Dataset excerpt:
----

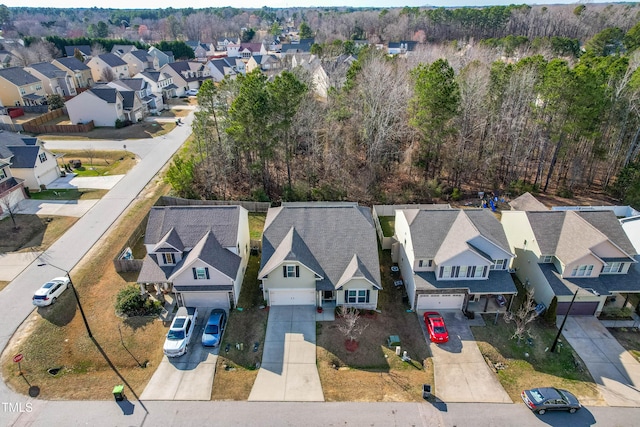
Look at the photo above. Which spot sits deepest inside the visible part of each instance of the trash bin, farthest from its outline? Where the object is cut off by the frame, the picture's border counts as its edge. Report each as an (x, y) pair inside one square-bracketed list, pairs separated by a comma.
[(426, 391), (118, 392)]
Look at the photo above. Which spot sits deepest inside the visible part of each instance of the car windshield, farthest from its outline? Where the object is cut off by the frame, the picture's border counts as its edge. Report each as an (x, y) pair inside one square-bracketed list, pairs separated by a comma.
[(536, 395), (175, 335), (211, 329)]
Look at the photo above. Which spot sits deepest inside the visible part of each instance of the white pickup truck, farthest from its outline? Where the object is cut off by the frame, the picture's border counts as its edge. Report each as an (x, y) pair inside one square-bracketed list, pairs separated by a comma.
[(180, 332)]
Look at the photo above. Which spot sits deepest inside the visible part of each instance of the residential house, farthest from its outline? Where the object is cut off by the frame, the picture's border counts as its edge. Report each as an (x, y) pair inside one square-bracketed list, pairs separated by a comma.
[(452, 259), (143, 103), (163, 57), (85, 51), (186, 75), (139, 61), (219, 68), (322, 254), (563, 254), (161, 84), (401, 47), (103, 105), (79, 72), (55, 80), (17, 87), (199, 252), (107, 67), (29, 162)]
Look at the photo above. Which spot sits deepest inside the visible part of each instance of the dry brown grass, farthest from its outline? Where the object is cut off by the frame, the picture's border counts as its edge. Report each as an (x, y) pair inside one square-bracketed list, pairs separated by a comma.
[(56, 336), (35, 233)]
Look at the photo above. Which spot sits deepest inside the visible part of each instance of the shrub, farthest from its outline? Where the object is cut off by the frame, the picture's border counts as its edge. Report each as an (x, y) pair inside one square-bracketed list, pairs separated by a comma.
[(129, 302)]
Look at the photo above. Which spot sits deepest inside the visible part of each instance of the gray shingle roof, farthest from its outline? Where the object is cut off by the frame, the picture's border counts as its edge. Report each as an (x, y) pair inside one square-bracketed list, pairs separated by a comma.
[(330, 235), (73, 63), (18, 76)]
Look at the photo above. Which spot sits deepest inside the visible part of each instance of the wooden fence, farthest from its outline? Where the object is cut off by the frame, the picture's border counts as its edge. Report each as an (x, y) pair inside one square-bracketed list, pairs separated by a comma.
[(37, 125)]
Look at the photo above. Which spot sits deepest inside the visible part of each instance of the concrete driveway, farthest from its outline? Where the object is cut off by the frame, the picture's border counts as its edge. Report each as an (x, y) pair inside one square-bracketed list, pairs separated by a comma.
[(188, 377), (461, 373), (616, 372), (288, 371)]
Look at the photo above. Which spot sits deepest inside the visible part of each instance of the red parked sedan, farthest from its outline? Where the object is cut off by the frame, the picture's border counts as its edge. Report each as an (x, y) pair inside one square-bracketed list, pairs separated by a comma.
[(435, 325)]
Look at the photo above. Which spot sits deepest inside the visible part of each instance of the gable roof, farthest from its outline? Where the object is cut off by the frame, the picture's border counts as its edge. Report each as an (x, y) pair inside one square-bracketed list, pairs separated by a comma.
[(444, 233), (73, 63), (192, 222), (324, 236), (527, 202), (18, 76)]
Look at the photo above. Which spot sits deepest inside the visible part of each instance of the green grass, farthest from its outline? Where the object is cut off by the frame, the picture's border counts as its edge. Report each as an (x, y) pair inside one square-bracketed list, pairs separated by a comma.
[(256, 224), (388, 225)]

----

Update the listing by replacing "photo above" with "image shown" everywhere it occurs, leaving every other word unchanged. Leave the pictures out of your answer.

SOLUTION =>
Look at the image shown. Which spot sits deepest inside the visible part of each instance of the trash bin, farthest from its outline? Where the object is cut off by the frame, the picture's border counts as its edge. Report each as an (x, y) pair inside one square-bracketed list, pairs separated by a comma.
[(426, 391), (118, 392)]
Look at the image shown. Which spot sits deepest inside the visible part of each instance of the car windshield, farthest from its outline? Where the object is cut off by the frame, the picture's border counts as its edge. Report each as an (x, y) pair inside one square-bracketed list, pairs separated by a comma.
[(536, 395), (175, 335), (211, 329)]
Look at the image shown. Which spot sits deepest inside the visible part of each instance of the white pickup truck, farthest from its outline? Where the object is cut off by the frame, the picture's border counts as its edge. Report each as an (x, y) pair inside one square-bracketed list, pairs separated by a comma.
[(180, 332)]
Look at the image shown. Which spot sits deepest inside the visible part of each instance of the residential house, farthest from its outline? Where the object is cut off by the frame, the picture's border counts as its edge. Report each as an (x, y) pair inside one square-bracketed list, pairs separated by a comma.
[(452, 259), (143, 103), (163, 57), (85, 51), (186, 75), (139, 61), (219, 68), (322, 254), (563, 254), (161, 84), (401, 47), (103, 105), (79, 72), (55, 80), (17, 87), (199, 252), (107, 67), (29, 162)]
Look at the image shown. Which spot sits deepest inside the visible part of each instance of the dry brown grass, farthest from its outline? Where the object is cut off by the frame, the picture's border counts as its edge. Report each as an (x, y) pair inside one square-bracketed list, pairs separated by a comma.
[(56, 336), (35, 233)]
Look at the image shown. Which spot sits deepest inside the visible part of each instance of the shrub, farthest from its outline? Where the object is cut off by the frame, the picture's border counts as its edge. Report each as an (x, y) pair inside one square-bracketed list, pairs separated by a comma.
[(129, 302)]
Look at the image shown. Which spot sits deepest inside the visible part of each instance of the gray shingle roof, farthest from its outline? Where the object is cut off by the frame, the picture's border counts as its edge. Report each as an (x, y) pair inside one square-bracketed list, pairs separated by a comma.
[(330, 235), (73, 63), (18, 76)]
Look at the image shown. Which spot sits deepest inside the visible part of each instance of the wooden fence, farthest from its outline? Where the object is cut off by the frame, the picture's border counts as its edge. Report each as an (x, y) pair inside one square-bracketed list, pairs separated by a comma.
[(37, 125)]
Look at the image shown. Which spot sits deepest inside the visible part of each instance of the concrete driveway, farthest from its outline? Where the object is cut off by the frame, the picture's border counts as its edge. Report each as an (x, y) pair inside one square-bracketed list, pairs separated by a comma.
[(188, 377), (461, 373), (616, 372), (288, 371)]
Look at the image shown. Which spot sits deepest inside the visible part of each instance of the red parked sedan, farthest from its outline? Where the object is cut off by the frame, the picture's border counts as its edge. Report each as an (x, y) pair inside one square-bracketed list, pairs separated by a comma.
[(435, 325)]
Look at the image shown. Which spot sits deepest inside the visible part of each instance of the gable roof, farthest from its outline? Where the object is cut off by the frame, the picture's border counts as its edge. Report each as an (x, y) pair inside one square-bracketed list, pairs separated by a comma.
[(444, 233), (73, 63), (192, 222), (324, 236), (527, 202), (18, 76)]
Look at the image shown. Which spot sits deepest inside the visible part of each instance of the green grass, farthest from its outline? Where the object is cut off by the frame, the picture's border counts as its edge. Report each as an (x, y) pair inside one square-bracketed list, pairs separated by a comma.
[(256, 224), (388, 225)]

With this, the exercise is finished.